# [BRIEF]
Can you rewrite the records from their start up to and including the line with "313, 110, 335, 137", adding 144 to every bounding-box coordinate in the answers? Copy the requests unchanged, include no other lines, and leave out the pictures.
— Begin PROVIDED DATA —
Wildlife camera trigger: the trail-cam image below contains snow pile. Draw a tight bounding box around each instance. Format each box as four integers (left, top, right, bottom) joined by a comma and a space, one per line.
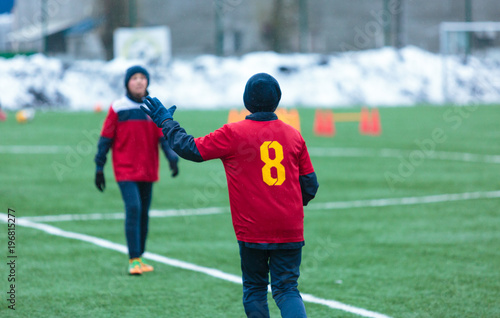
0, 47, 500, 110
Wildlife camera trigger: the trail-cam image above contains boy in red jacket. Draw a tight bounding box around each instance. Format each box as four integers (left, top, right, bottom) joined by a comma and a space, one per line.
141, 73, 318, 317
94, 65, 179, 275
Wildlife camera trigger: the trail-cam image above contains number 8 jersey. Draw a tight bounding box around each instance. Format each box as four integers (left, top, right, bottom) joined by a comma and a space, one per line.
194, 113, 318, 243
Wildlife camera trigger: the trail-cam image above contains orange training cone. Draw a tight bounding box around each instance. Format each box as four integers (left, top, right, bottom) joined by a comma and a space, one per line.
359, 107, 372, 135
371, 108, 382, 136
313, 110, 335, 137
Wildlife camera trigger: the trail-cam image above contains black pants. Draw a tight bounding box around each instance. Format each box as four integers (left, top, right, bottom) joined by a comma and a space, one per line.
118, 181, 153, 258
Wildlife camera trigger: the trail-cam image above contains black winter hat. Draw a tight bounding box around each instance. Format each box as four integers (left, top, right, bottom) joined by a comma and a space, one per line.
243, 73, 281, 113
125, 65, 149, 91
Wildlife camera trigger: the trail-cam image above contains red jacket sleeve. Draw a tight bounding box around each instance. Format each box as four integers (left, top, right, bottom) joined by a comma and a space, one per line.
101, 107, 118, 139
194, 125, 233, 160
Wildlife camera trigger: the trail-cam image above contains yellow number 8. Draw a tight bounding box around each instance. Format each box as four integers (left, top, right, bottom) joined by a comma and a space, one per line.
260, 141, 285, 186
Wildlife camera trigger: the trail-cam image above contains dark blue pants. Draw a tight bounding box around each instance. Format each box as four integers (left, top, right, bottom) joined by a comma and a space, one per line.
239, 242, 307, 318
118, 181, 153, 258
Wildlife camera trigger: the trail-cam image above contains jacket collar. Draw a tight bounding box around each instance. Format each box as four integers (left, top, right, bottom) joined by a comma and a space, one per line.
245, 112, 278, 121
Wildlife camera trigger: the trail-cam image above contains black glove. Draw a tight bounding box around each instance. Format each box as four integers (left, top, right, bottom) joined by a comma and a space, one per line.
95, 171, 106, 192
170, 161, 179, 178
141, 96, 177, 128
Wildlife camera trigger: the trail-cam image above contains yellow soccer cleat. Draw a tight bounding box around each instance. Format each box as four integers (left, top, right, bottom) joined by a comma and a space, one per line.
138, 257, 154, 273
128, 258, 142, 275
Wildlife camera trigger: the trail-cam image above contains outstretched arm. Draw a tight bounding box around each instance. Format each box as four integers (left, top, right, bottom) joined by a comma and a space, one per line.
299, 172, 319, 206
141, 96, 203, 162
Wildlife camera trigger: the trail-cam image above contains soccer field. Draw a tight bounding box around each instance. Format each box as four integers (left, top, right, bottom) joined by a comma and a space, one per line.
0, 106, 500, 318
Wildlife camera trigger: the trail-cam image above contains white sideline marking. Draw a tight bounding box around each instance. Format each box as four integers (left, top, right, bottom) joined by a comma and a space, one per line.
0, 146, 500, 164
21, 207, 229, 222
0, 213, 390, 318
20, 191, 500, 222
0, 146, 64, 154
308, 191, 500, 210
309, 148, 500, 164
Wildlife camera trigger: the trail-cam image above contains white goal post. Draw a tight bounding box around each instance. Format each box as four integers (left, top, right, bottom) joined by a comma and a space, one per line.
439, 22, 500, 102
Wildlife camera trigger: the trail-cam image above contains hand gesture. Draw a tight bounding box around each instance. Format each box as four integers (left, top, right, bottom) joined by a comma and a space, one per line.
141, 96, 177, 128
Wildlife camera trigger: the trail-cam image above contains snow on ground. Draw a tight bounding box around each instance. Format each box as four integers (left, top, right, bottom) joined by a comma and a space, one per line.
0, 47, 500, 110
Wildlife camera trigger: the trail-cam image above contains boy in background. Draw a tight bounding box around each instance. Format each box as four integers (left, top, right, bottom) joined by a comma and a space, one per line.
94, 65, 179, 275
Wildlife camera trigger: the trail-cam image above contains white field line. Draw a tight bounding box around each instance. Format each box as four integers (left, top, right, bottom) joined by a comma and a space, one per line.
308, 191, 500, 210
0, 146, 500, 164
309, 148, 500, 164
0, 213, 390, 318
0, 146, 65, 154
20, 191, 500, 222
21, 207, 229, 222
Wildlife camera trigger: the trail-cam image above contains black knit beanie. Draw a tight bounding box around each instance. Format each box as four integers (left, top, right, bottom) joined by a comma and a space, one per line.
125, 65, 149, 92
243, 73, 281, 113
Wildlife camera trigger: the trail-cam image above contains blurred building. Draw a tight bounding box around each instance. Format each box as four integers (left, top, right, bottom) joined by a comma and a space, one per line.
0, 0, 500, 58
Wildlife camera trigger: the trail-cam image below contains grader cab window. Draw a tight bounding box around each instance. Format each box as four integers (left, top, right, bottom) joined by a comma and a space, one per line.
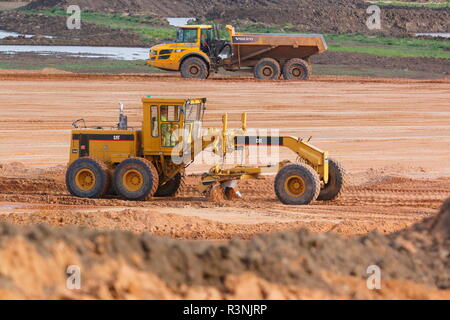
— End PROVIDED DATA —
# [RESULT]
Wildlife camera trigger: the trail-cam image below contains snow pile. Draw a tight bounding box around each instance. Format each box as four integers (left, top, right, bottom) joined by a comma and a space, one per line.
144, 191, 644, 254
Wildlife camera trigger: the trail-cam image above contains boy in red jacket. Draw a tight bounding box around each instance. Format each box as four integers (left, top, right, bottom) joined by a comma and a space, one per line.
285, 217, 462, 461
238, 209, 323, 419
Wildlife camera trigger: the trail-cam image above contains number 8 jersey. Draw a tight bounding box around each instance. Format each box as four integers (left, top, right, bottom) joined by a comma and a space, one per line.
338, 257, 462, 387
Wildlife camera trigger: the trail-cam image above contains orange training cone. Draw a tight bounding box around each instance. Format each box as four integers (left, top, right, bottom) joined by a comma and a space, one per line.
503, 251, 516, 279
515, 252, 526, 280
457, 254, 479, 281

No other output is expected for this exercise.